--- DATA TO PROCESS ---
————

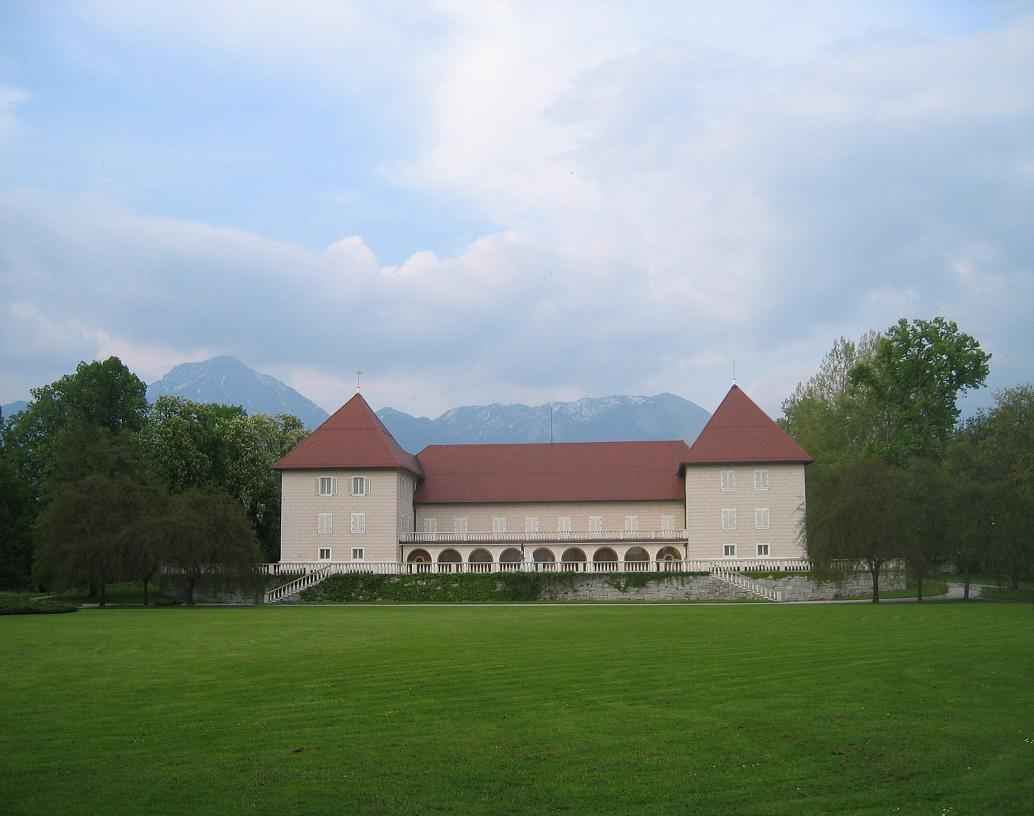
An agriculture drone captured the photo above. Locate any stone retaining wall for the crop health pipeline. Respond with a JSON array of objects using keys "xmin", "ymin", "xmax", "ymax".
[{"xmin": 264, "ymin": 570, "xmax": 906, "ymax": 603}]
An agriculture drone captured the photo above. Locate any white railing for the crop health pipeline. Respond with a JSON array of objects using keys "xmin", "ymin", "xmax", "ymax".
[
  {"xmin": 711, "ymin": 562, "xmax": 783, "ymax": 603},
  {"xmin": 263, "ymin": 567, "xmax": 330, "ymax": 604},
  {"xmin": 398, "ymin": 530, "xmax": 687, "ymax": 544},
  {"xmin": 260, "ymin": 558, "xmax": 812, "ymax": 577}
]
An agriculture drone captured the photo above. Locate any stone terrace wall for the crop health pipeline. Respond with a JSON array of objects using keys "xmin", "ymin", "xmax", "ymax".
[{"xmin": 757, "ymin": 570, "xmax": 906, "ymax": 601}]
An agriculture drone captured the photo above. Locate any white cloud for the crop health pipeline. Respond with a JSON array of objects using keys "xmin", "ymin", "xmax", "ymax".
[{"xmin": 0, "ymin": 2, "xmax": 1034, "ymax": 413}]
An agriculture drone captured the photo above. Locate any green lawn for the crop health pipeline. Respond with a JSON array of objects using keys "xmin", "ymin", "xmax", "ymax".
[{"xmin": 0, "ymin": 603, "xmax": 1034, "ymax": 816}]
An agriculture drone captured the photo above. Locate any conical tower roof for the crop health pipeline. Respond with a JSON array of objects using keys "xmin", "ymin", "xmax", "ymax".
[
  {"xmin": 682, "ymin": 386, "xmax": 812, "ymax": 464},
  {"xmin": 274, "ymin": 394, "xmax": 424, "ymax": 479}
]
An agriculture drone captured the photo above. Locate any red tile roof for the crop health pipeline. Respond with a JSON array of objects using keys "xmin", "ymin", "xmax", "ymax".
[
  {"xmin": 683, "ymin": 386, "xmax": 812, "ymax": 464},
  {"xmin": 416, "ymin": 441, "xmax": 689, "ymax": 505},
  {"xmin": 274, "ymin": 394, "xmax": 424, "ymax": 477}
]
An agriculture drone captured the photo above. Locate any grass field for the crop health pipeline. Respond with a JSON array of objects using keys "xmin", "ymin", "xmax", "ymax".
[{"xmin": 0, "ymin": 603, "xmax": 1034, "ymax": 816}]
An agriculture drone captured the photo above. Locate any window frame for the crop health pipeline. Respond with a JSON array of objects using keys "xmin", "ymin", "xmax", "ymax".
[
  {"xmin": 754, "ymin": 507, "xmax": 772, "ymax": 530},
  {"xmin": 722, "ymin": 507, "xmax": 736, "ymax": 530},
  {"xmin": 348, "ymin": 476, "xmax": 373, "ymax": 495}
]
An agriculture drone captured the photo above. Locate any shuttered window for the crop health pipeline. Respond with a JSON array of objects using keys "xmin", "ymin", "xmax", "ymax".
[
  {"xmin": 722, "ymin": 508, "xmax": 736, "ymax": 530},
  {"xmin": 754, "ymin": 507, "xmax": 771, "ymax": 530}
]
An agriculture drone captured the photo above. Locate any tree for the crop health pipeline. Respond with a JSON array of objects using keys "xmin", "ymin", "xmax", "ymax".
[
  {"xmin": 145, "ymin": 396, "xmax": 246, "ymax": 493},
  {"xmin": 900, "ymin": 459, "xmax": 950, "ymax": 603},
  {"xmin": 800, "ymin": 454, "xmax": 908, "ymax": 603},
  {"xmin": 35, "ymin": 424, "xmax": 160, "ymax": 606},
  {"xmin": 224, "ymin": 414, "xmax": 308, "ymax": 561},
  {"xmin": 780, "ymin": 331, "xmax": 880, "ymax": 461},
  {"xmin": 163, "ymin": 487, "xmax": 262, "ymax": 606},
  {"xmin": 0, "ymin": 457, "xmax": 34, "ymax": 590},
  {"xmin": 146, "ymin": 397, "xmax": 308, "ymax": 561},
  {"xmin": 849, "ymin": 318, "xmax": 991, "ymax": 464},
  {"xmin": 952, "ymin": 385, "xmax": 1034, "ymax": 587},
  {"xmin": 4, "ymin": 357, "xmax": 147, "ymax": 501}
]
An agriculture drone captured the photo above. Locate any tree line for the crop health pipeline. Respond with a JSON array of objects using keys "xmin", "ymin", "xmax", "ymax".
[
  {"xmin": 780, "ymin": 318, "xmax": 1034, "ymax": 602},
  {"xmin": 0, "ymin": 357, "xmax": 307, "ymax": 603}
]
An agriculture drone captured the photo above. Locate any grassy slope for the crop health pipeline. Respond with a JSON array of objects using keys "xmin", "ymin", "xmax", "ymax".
[{"xmin": 0, "ymin": 604, "xmax": 1034, "ymax": 816}]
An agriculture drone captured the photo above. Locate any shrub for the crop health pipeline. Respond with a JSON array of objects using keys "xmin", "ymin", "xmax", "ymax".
[{"xmin": 0, "ymin": 593, "xmax": 79, "ymax": 614}]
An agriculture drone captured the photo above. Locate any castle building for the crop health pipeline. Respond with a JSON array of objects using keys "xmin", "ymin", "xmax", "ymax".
[{"xmin": 276, "ymin": 386, "xmax": 812, "ymax": 572}]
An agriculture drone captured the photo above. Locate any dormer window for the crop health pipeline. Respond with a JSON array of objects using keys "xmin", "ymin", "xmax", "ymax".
[{"xmin": 352, "ymin": 476, "xmax": 370, "ymax": 495}]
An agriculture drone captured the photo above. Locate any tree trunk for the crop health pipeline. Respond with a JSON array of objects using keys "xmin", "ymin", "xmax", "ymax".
[{"xmin": 869, "ymin": 561, "xmax": 883, "ymax": 604}]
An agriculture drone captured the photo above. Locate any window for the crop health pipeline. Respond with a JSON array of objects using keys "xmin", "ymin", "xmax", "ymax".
[
  {"xmin": 754, "ymin": 507, "xmax": 770, "ymax": 530},
  {"xmin": 352, "ymin": 476, "xmax": 370, "ymax": 495},
  {"xmin": 722, "ymin": 508, "xmax": 736, "ymax": 530}
]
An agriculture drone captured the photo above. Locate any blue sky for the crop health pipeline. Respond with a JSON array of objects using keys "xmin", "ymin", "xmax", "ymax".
[{"xmin": 0, "ymin": 1, "xmax": 1034, "ymax": 415}]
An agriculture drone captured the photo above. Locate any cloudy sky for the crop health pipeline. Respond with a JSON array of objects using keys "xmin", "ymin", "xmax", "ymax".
[{"xmin": 0, "ymin": 0, "xmax": 1034, "ymax": 416}]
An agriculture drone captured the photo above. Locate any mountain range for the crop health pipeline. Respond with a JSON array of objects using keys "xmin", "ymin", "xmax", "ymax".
[
  {"xmin": 147, "ymin": 357, "xmax": 328, "ymax": 429},
  {"xmin": 377, "ymin": 394, "xmax": 710, "ymax": 452},
  {"xmin": 3, "ymin": 357, "xmax": 710, "ymax": 444}
]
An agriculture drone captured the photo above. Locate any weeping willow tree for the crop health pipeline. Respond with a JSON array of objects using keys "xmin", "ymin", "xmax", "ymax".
[{"xmin": 799, "ymin": 454, "xmax": 910, "ymax": 603}]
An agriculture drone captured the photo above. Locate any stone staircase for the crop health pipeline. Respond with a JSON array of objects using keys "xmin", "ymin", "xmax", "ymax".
[
  {"xmin": 711, "ymin": 562, "xmax": 783, "ymax": 603},
  {"xmin": 263, "ymin": 566, "xmax": 331, "ymax": 604}
]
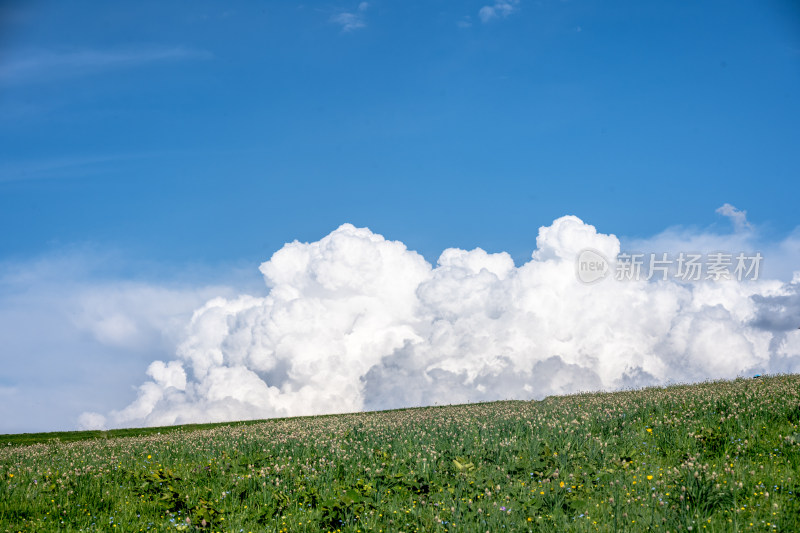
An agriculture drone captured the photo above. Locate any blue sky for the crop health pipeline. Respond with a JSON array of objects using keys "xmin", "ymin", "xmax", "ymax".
[{"xmin": 0, "ymin": 0, "xmax": 800, "ymax": 432}]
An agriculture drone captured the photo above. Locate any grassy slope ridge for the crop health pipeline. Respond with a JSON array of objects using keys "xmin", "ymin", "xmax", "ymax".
[{"xmin": 0, "ymin": 375, "xmax": 800, "ymax": 532}]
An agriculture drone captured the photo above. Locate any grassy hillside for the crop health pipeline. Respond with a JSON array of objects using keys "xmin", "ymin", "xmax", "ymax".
[{"xmin": 0, "ymin": 375, "xmax": 800, "ymax": 532}]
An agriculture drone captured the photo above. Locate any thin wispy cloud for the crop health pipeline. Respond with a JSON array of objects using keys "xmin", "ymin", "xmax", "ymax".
[
  {"xmin": 478, "ymin": 0, "xmax": 519, "ymax": 24},
  {"xmin": 716, "ymin": 204, "xmax": 752, "ymax": 232},
  {"xmin": 0, "ymin": 46, "xmax": 212, "ymax": 84},
  {"xmin": 331, "ymin": 2, "xmax": 369, "ymax": 32}
]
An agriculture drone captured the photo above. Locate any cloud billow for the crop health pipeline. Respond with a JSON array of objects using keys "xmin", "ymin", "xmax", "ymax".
[{"xmin": 82, "ymin": 216, "xmax": 800, "ymax": 427}]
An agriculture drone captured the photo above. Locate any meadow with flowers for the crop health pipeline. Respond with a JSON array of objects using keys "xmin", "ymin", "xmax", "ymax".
[{"xmin": 0, "ymin": 375, "xmax": 800, "ymax": 533}]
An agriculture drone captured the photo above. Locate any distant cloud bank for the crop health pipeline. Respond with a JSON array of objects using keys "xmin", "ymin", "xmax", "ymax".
[{"xmin": 80, "ymin": 211, "xmax": 800, "ymax": 428}]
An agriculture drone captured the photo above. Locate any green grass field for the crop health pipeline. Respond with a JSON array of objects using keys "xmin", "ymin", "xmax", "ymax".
[{"xmin": 0, "ymin": 375, "xmax": 800, "ymax": 532}]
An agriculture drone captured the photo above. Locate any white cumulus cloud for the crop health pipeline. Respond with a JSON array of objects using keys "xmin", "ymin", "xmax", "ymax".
[
  {"xmin": 90, "ymin": 216, "xmax": 800, "ymax": 427},
  {"xmin": 478, "ymin": 0, "xmax": 519, "ymax": 23}
]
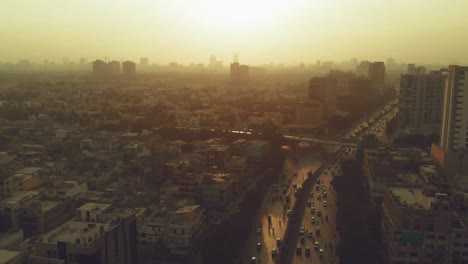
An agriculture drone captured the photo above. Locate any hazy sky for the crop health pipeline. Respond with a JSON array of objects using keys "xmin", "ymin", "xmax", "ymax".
[{"xmin": 0, "ymin": 0, "xmax": 468, "ymax": 64}]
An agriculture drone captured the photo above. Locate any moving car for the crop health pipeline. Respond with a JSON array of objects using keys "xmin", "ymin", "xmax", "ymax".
[
  {"xmin": 296, "ymin": 245, "xmax": 302, "ymax": 255},
  {"xmin": 271, "ymin": 248, "xmax": 278, "ymax": 258},
  {"xmin": 257, "ymin": 242, "xmax": 262, "ymax": 250}
]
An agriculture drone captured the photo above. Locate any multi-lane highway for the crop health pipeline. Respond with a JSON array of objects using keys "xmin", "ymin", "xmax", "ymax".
[
  {"xmin": 236, "ymin": 98, "xmax": 396, "ymax": 263},
  {"xmin": 238, "ymin": 149, "xmax": 332, "ymax": 263}
]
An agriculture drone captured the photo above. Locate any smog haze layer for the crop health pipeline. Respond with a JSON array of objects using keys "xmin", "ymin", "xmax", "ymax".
[{"xmin": 0, "ymin": 0, "xmax": 468, "ymax": 64}]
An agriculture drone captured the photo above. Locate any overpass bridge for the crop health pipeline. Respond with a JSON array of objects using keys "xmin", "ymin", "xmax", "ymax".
[{"xmin": 283, "ymin": 135, "xmax": 361, "ymax": 148}]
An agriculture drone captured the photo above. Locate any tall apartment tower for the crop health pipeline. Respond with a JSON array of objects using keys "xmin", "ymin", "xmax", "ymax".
[
  {"xmin": 369, "ymin": 61, "xmax": 385, "ymax": 93},
  {"xmin": 440, "ymin": 65, "xmax": 468, "ymax": 152},
  {"xmin": 406, "ymin": 63, "xmax": 426, "ymax": 74},
  {"xmin": 140, "ymin": 57, "xmax": 149, "ymax": 66},
  {"xmin": 108, "ymin": 61, "xmax": 120, "ymax": 75},
  {"xmin": 399, "ymin": 71, "xmax": 444, "ymax": 135},
  {"xmin": 122, "ymin": 61, "xmax": 136, "ymax": 76},
  {"xmin": 309, "ymin": 77, "xmax": 337, "ymax": 117}
]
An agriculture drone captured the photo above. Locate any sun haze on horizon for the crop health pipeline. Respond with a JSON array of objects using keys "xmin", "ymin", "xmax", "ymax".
[{"xmin": 0, "ymin": 0, "xmax": 468, "ymax": 64}]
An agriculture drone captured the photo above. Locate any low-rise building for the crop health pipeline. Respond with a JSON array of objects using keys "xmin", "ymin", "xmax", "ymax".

————

--- PROBLEM STATEMENT ---
Please pull out every line of the material above that contains the word "wall", copying each line in full.

--- ANSWER TO THIS PROBLEM ---
An agriculture drone captured the photo above. Locate any stone retaining wall for the crop health pipeline. Respond with a JSON array of objects using keys "xmin", "ymin", "xmax", "ymax".
An agriculture drone captured the photo above. Locate any stone terrace wall for the crop health pipeline. Respond with a JSON array of objects using keys "xmin", "ymin", "xmax", "ymax".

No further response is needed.